**** Excerpted text

There would’ve been some kind of gasp in the room. This was the “inner circle”, the chosen disciples, representing the “new Israel.”

And Jesus just announced that they would fail; not just fail but betray.

It would’ve been, to say the least, an awkward moment.

But Jesus is not surprised, and doesn’t seem let it affect the moment, because he goes on with the meal. 

He inaugurates the Lord’s supper, and proclaims the new covenant.

In spite of their coming failure.

Because ultimately it’s not their mission to complete. They can fail (and fail they do); he will not. 

So today, as we work through “Maunday Thursday“, keep these things in mind:

  • Relatedly (and obviously), we have all betrayed and failed Jesus in some way
  • Jesus’ is not surprised by our struggles to be faithful; he works through them and in spite of them
  • He is also not embarrassed by us; it’s his mission—we are merely called to do what he called those disciples in the upper room to do…
…To remember him.
Tomorrow: The Place of Suffering

Holy Week, Wednesday :: Temple :: the Place of Obedience

Take a moment and read Mark 11:11-33.

As I mentioned yesterday, even if you have places of safety—Bethany—in your life, sometimes you have to leave. As Jesus begins to press his presence in Jerusalem, he comes to the Temple, looks around, and goes back to Bethany, maybe for one final deep breath before the storm.

This episode in Jerusalem is marked by a specific sequence of images and events. Mark “bookends” or “sandwiches” the Temple incident with a curious incident with a fig tree. Most of the time when you see this in scripture it means that the outer “bookends” are intended to shed light on the inner content, and vice versa. So the fig tree is meant to tell us about the Temple, and Jesus’ actions in the Temple tell us a little about the fig tree as well.

********
**** Records shown

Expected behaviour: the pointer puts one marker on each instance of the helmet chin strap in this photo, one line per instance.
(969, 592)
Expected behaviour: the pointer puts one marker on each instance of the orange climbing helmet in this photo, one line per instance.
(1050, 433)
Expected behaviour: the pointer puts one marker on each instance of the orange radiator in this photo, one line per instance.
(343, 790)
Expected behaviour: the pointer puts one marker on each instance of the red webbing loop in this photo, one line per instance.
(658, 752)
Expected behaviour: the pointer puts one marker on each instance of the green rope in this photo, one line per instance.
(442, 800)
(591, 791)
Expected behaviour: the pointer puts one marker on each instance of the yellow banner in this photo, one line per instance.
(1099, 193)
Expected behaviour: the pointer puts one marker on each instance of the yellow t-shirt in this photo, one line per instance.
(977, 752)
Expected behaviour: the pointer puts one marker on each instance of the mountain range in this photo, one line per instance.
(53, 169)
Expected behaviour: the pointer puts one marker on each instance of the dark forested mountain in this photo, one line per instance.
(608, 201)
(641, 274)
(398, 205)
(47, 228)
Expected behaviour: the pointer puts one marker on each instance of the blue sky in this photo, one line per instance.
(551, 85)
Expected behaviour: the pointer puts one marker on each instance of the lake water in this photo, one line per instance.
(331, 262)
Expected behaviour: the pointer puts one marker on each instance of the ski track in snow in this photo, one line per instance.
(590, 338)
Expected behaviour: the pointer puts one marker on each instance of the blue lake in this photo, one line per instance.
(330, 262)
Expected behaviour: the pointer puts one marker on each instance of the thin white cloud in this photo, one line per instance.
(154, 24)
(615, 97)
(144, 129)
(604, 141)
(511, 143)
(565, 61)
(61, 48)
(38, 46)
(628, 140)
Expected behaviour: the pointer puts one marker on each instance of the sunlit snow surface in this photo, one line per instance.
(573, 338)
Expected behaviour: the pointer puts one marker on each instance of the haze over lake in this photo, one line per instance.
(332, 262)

********

◆ Description of the task: Retype the passage from the Holy Week devotional without any changes, beginning at the words "But Jesus is" and stopping after the words "the new covenant.". The listing isn't needed for this work.

◆ Problem solution:
But Jesus is not surprised, and doesn’t seem let it affect the moment, because he goes on with the meal. 

He inaugurates the Lord’s supper, and proclaims the new covenant.